AIM OF THE EXERCISE: Set down the full listing exactly, character for character.

LISTED RECORDS:

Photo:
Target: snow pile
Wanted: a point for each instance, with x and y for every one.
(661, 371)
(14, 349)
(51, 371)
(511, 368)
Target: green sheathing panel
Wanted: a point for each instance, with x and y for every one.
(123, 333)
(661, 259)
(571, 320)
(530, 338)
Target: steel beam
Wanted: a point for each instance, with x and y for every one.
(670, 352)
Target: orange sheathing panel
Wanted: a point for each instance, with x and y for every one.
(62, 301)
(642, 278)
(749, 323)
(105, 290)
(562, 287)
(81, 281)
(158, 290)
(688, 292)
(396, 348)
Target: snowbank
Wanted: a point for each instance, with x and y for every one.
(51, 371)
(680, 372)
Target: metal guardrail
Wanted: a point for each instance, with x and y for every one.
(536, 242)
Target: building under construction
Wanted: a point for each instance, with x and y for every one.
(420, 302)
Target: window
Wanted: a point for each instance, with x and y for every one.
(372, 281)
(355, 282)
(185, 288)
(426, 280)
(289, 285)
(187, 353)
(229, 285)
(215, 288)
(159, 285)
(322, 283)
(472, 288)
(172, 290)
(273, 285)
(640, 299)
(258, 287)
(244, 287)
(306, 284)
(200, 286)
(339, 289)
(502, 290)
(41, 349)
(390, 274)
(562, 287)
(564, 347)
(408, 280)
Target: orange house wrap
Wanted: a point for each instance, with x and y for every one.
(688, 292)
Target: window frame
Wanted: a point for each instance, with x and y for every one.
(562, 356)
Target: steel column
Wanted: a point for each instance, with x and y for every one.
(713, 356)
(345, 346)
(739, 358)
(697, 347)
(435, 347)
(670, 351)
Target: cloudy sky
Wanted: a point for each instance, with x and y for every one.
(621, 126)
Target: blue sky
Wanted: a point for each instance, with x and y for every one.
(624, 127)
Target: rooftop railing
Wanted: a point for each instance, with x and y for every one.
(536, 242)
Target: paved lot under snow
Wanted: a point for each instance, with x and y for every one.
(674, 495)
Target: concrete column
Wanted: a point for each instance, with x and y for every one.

SOLUTION TO THIS TASK:
Photo:
Target: snow pile
Wanted: a point for each instance, with x and y for every one.
(661, 371)
(14, 349)
(51, 371)
(511, 368)
Target: green sheathing panel
Wanted: a point for each instance, with x and y for every one.
(123, 333)
(661, 259)
(571, 320)
(530, 338)
Target: steel beam
Wanted: a point for each instance, with x and y for every one.
(670, 352)
Target: orange sheathing panel
Wanted: a point for each instance, with x and y for every one.
(62, 301)
(642, 278)
(749, 323)
(105, 290)
(562, 287)
(81, 281)
(158, 290)
(688, 292)
(396, 348)
Target: snowbank
Wanted: a point for each instance, with x and y for every one.
(51, 371)
(680, 372)
Target: metal guardrail
Wanted: a point for each instance, with x and y for every one.
(536, 242)
Target: building under construction
Wanted: a point for each instance, with x and y for every one.
(420, 302)
Target: window
Wanted: a point for each instance, with x and y for every one.
(372, 281)
(355, 282)
(185, 288)
(426, 280)
(289, 285)
(187, 353)
(229, 285)
(215, 288)
(159, 285)
(322, 283)
(472, 288)
(172, 290)
(273, 285)
(640, 299)
(258, 287)
(244, 287)
(306, 284)
(200, 286)
(339, 289)
(502, 290)
(41, 349)
(390, 274)
(562, 287)
(564, 347)
(408, 280)
Target: orange house wrap
Wanted: a point for each instance, with x and y for every one.
(688, 292)
Target: window frame
Wanted: a point for each instance, with x and y for every one.
(562, 356)
Target: steel column
Wanted: a point for each instance, with x and y for every one.
(713, 356)
(345, 346)
(739, 358)
(697, 347)
(435, 347)
(670, 351)
Target: cloudy sky
Wanted: a point for each instance, with x and y for every one.
(621, 126)
Target: blue sky
Wanted: a point for each instance, with x and y for every one.
(624, 127)
Target: rooftop railing
Wanted: a point for each instance, with x and y for every one.
(536, 242)
Target: paved lot under snow
Wanted: a point for each instance, with x and y for every one.
(674, 495)
Target: concrete column
Wanted: a point for each instance, with x and y for every one.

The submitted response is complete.